◆ SUPPLIED MATERIAL:
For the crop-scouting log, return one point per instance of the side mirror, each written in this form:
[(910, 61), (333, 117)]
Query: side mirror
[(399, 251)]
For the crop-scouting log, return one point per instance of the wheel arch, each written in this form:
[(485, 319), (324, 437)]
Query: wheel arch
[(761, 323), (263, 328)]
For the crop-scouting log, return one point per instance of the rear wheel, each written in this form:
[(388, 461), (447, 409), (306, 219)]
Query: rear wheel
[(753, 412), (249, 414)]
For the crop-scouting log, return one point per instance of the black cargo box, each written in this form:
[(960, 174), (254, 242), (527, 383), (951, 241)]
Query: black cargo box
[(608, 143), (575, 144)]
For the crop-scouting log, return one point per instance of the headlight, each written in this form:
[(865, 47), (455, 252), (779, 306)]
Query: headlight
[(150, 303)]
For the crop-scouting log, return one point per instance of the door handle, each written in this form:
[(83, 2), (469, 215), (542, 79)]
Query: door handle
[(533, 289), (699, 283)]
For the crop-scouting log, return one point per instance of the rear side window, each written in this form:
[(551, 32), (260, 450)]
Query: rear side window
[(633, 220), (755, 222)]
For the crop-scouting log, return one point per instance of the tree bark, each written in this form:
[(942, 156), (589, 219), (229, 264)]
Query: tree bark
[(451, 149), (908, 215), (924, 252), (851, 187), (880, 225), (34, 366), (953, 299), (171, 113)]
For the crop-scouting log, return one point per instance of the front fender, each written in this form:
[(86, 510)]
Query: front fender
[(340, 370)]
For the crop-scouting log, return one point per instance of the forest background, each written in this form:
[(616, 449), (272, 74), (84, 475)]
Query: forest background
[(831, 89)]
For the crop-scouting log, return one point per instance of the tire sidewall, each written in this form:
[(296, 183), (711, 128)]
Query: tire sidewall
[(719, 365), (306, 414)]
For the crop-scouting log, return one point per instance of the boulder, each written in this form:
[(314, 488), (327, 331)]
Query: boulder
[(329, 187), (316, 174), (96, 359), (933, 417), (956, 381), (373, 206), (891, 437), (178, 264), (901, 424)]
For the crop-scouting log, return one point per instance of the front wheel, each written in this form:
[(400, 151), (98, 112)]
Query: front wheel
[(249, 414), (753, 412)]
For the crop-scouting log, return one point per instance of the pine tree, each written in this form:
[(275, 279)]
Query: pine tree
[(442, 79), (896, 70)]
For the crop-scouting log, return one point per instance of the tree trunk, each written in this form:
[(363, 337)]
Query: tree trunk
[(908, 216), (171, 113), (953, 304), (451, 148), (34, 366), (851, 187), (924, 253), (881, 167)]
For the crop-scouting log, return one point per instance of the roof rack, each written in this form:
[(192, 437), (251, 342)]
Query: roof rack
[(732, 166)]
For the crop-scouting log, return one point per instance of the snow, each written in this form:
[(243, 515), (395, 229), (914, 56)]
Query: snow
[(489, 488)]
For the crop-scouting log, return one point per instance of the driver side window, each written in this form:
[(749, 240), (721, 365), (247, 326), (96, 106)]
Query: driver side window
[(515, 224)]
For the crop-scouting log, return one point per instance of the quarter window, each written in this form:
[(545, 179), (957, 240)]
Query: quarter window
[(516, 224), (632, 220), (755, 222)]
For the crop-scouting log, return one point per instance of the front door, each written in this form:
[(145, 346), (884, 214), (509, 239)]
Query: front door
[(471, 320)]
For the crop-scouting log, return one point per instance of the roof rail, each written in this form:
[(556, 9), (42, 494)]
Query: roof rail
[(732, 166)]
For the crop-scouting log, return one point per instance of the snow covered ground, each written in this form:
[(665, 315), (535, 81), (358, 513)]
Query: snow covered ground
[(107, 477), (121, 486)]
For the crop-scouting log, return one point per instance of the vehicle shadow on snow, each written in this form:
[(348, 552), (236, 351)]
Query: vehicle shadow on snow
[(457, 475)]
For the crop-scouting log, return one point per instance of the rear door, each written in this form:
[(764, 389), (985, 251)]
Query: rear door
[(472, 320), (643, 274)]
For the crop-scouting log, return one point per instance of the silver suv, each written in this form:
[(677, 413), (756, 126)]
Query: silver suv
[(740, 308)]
* * *
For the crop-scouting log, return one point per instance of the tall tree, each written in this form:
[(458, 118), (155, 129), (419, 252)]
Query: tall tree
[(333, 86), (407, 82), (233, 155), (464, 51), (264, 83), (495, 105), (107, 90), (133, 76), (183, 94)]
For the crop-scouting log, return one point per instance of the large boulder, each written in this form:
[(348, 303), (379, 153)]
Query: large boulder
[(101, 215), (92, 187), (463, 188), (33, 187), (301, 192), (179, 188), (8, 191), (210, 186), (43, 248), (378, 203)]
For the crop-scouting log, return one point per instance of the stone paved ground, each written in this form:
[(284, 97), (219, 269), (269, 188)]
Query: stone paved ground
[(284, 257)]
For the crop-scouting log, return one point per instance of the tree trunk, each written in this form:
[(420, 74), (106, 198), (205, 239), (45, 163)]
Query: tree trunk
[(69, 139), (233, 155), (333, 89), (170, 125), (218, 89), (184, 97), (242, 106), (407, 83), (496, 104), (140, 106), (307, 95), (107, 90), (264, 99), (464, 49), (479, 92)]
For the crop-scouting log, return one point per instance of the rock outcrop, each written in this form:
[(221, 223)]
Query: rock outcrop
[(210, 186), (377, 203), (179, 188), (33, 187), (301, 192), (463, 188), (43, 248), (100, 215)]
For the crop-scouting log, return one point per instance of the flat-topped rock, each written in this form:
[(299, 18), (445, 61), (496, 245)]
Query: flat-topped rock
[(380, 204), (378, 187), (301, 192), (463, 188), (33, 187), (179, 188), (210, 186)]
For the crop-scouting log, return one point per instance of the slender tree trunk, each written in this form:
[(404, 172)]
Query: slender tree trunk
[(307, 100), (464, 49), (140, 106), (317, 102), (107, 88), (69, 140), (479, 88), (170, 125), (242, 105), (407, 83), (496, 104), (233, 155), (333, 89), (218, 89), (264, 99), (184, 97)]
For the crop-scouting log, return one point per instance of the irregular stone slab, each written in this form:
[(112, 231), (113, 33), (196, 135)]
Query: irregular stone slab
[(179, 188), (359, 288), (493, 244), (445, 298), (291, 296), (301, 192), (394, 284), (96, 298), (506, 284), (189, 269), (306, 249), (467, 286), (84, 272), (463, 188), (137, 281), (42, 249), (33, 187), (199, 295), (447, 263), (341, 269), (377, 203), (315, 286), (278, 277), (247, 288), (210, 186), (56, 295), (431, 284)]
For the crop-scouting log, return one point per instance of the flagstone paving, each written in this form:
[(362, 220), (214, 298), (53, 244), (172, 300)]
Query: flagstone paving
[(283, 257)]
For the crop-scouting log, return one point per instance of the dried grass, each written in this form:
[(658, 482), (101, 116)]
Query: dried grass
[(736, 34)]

◆ WORK TO BE COMPLETED: Everything above from the line containing "Query: side mirror" through the line containing "[(942, 156), (589, 219), (229, 264)]" must be copied exactly. Nothing outside that range belongs in the answer.

◆ TASK RESULT:
Query: side mirror
[(399, 251)]
For the crop-scouting log, return one point per instance of the wheel arch, each written in this form:
[(485, 319), (324, 437)]
Query: wheel arch
[(761, 323), (263, 328)]
For the crop-scouting log, return one point per instance of the rear wheel, each written in this form:
[(388, 461), (447, 409), (306, 219)]
Query: rear wheel
[(753, 412), (249, 414)]
For the crop-scouting log, return one point per instance of the black cargo box, each written in this form:
[(960, 174), (254, 242), (527, 383), (951, 241)]
Query: black cargo box
[(608, 143), (575, 144)]
For the crop-scouting log, return one point per instance of the headlight, each written in this form:
[(865, 47), (455, 252), (779, 306)]
Query: headlight
[(150, 303)]
For the crop-scouting log, return one point per instance of the door handle, each written in this form:
[(83, 2), (469, 215), (542, 79)]
Query: door handle
[(533, 289), (699, 283)]
For the crop-scouting log, return one point per instance of the rear side window, each written in this form:
[(551, 32), (260, 450)]
Query: rear side window
[(633, 220), (755, 222)]
For the crop-scouting log, return one point per instance of the tree bark, each written in this form:
[(942, 156), (589, 219), (229, 264)]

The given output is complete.